Selected extract below:
Background: Improving Access to Psychological Therapy (IAPT) services have increased the number of people with common mental health disorders receiving psychological therapy in England, but concerns remain about how equitably these services are accessed.
Method: Using cohort patient data (N=363) collected as part of the independent evaluation of the two demonstration sites, logistic regression was utilised to identify socio-demographic, clinical and service factors predictive of IAPT non-attendance.
Results: Significant predictors of IAPT first session non-attendance by patients were: lower non-risk score on the Clinical Outcomes in Routine Evaluation-Outcome Measure (CORE-OM); more frequent thoughts of "being better off dead" (derived from the CORE-OM); either a very recent onset of common mental health disorder (1 month or less) or a long term condition (more than 2 years); and site.
Limitations: The small sample and low response rate are limitations, as the sample may not be representative of all those referred to IAPT services. The predictive power of the logistic regression model is limited and suggests other variables not available in the dataset may also be important predictors.
Conclusions: The clinical characteristics of risk to self, severity of emotional distress, and illness duration, along with site, were more predictive of IAPT non-attendance than socio-demographic characteristics. Further testing of the relationship between these variables and IAPT non-attendance is recommended. Clinicians should monitor IAPT uptake in those they refer and implement strategies to increase their engagement with services, particularly when referring people presenting with suicidal ideation or more chronic illness.
Keywords: Access; Improving Access to Psychological Therapy (IAPT) services; Non-attendance; Personal characteristics; Psychotherapy; Risk.
End of Selected extract.
**Work request:**
According to the abstract on IAPT non-attendance, how many patients were in the cohort data used for the analysis?
Supplied records below:
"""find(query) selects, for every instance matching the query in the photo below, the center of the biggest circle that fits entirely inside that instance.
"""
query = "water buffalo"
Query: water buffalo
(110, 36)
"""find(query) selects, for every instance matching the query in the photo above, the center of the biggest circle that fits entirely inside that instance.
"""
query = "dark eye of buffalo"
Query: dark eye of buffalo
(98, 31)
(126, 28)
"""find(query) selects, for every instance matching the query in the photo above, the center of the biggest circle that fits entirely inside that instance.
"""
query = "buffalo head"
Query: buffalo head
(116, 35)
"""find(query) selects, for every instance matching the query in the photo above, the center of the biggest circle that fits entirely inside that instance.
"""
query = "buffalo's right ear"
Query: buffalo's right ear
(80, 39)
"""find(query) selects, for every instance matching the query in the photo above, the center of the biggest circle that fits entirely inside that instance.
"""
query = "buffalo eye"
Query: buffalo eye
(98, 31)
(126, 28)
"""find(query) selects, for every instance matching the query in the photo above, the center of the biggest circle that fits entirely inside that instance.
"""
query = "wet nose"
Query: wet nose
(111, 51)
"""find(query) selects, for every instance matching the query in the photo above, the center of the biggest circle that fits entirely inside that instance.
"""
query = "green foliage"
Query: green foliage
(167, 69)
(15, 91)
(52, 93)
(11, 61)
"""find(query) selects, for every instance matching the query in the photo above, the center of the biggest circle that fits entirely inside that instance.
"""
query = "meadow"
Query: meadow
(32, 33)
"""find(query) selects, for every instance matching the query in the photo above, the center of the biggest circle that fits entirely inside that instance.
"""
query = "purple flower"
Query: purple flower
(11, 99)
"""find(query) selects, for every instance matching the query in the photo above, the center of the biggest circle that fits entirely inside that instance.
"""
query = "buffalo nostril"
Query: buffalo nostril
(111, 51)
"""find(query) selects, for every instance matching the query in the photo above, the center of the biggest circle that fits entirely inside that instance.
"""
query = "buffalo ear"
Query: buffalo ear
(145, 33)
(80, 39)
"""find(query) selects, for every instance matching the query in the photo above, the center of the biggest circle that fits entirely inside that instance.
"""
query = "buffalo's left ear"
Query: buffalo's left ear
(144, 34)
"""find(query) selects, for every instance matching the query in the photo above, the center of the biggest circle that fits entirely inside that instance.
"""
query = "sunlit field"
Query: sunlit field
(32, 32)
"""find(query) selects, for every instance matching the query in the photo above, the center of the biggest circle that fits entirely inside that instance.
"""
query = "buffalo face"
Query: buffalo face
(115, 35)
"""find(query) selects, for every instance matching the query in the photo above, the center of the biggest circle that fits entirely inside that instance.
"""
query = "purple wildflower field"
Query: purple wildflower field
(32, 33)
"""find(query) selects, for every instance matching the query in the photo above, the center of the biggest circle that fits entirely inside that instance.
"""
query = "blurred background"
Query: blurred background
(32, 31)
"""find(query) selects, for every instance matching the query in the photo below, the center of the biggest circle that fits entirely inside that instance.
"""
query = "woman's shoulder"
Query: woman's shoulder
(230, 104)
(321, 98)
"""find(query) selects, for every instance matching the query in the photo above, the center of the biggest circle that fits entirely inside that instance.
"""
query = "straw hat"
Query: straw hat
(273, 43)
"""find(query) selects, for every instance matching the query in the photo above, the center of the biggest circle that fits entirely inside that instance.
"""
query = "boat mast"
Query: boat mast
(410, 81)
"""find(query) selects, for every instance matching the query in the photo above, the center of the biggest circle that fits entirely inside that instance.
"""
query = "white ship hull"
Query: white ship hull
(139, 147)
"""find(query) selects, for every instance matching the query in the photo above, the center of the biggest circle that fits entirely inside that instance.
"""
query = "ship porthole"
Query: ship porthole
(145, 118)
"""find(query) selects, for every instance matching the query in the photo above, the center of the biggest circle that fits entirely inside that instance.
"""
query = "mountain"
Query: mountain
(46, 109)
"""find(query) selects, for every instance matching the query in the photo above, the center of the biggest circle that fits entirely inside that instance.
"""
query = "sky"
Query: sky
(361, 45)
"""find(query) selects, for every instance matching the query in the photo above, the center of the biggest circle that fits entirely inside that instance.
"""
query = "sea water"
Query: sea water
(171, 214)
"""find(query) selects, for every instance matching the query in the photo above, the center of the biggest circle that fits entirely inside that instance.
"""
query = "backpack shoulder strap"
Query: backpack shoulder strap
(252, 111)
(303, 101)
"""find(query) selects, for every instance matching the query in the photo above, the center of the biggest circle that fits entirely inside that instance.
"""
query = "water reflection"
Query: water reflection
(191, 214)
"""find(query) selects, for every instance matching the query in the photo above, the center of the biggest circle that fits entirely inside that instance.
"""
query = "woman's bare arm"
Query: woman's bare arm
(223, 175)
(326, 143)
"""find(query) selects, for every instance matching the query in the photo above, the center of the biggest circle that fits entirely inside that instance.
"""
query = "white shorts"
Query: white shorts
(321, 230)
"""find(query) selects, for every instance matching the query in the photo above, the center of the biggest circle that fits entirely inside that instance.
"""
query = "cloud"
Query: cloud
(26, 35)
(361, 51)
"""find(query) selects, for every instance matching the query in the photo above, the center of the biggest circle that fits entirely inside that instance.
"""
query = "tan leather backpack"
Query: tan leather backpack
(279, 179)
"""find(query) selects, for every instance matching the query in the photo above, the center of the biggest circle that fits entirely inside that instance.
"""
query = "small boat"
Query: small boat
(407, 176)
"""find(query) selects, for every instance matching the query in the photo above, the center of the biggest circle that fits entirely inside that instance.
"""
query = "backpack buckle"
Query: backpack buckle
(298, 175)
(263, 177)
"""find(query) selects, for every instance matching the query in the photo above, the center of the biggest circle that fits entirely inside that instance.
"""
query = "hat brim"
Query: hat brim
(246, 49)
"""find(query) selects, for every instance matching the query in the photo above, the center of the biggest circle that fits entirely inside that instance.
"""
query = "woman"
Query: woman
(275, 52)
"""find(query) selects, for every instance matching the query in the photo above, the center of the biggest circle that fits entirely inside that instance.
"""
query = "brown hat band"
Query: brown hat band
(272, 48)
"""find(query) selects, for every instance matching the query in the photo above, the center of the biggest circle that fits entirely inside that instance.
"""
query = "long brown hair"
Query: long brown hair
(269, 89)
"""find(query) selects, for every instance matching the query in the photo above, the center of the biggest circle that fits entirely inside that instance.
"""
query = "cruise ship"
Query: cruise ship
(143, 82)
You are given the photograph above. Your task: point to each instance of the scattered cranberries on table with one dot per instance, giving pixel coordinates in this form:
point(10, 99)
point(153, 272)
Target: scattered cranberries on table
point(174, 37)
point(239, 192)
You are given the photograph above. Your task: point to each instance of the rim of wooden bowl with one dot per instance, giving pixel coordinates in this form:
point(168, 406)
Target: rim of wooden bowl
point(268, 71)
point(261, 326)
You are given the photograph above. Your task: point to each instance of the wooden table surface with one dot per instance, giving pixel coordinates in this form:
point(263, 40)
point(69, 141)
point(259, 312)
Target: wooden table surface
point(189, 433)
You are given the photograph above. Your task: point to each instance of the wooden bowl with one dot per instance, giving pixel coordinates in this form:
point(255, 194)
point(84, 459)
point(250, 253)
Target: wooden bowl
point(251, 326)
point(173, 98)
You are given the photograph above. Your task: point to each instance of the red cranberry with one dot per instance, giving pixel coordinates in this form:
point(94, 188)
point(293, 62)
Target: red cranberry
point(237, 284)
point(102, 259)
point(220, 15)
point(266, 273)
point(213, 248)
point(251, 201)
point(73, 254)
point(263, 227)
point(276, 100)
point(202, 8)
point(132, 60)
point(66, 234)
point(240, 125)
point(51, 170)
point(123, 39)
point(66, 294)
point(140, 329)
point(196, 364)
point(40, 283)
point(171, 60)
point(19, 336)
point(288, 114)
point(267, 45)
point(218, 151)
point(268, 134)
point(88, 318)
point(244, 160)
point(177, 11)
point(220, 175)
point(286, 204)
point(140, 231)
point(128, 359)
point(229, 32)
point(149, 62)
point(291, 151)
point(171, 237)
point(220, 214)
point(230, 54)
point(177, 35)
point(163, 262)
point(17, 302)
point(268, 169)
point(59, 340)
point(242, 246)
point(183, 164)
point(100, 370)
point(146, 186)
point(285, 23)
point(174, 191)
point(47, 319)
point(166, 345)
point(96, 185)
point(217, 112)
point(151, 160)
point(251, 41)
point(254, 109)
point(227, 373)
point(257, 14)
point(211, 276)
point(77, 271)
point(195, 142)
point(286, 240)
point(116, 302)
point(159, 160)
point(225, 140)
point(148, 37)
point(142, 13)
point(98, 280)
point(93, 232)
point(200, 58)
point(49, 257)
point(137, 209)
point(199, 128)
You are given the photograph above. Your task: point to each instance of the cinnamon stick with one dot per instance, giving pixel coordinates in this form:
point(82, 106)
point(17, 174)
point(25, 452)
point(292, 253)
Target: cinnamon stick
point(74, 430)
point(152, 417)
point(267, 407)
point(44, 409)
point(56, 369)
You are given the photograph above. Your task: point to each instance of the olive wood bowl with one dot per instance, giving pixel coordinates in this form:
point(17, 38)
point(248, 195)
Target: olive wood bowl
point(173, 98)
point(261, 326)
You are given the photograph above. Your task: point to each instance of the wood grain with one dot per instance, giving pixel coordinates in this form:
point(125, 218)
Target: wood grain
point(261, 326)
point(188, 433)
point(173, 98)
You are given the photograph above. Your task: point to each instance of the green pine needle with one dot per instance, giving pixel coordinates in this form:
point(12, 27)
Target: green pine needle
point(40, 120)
End of Supplied records.
**Expected answer:**
363 patients.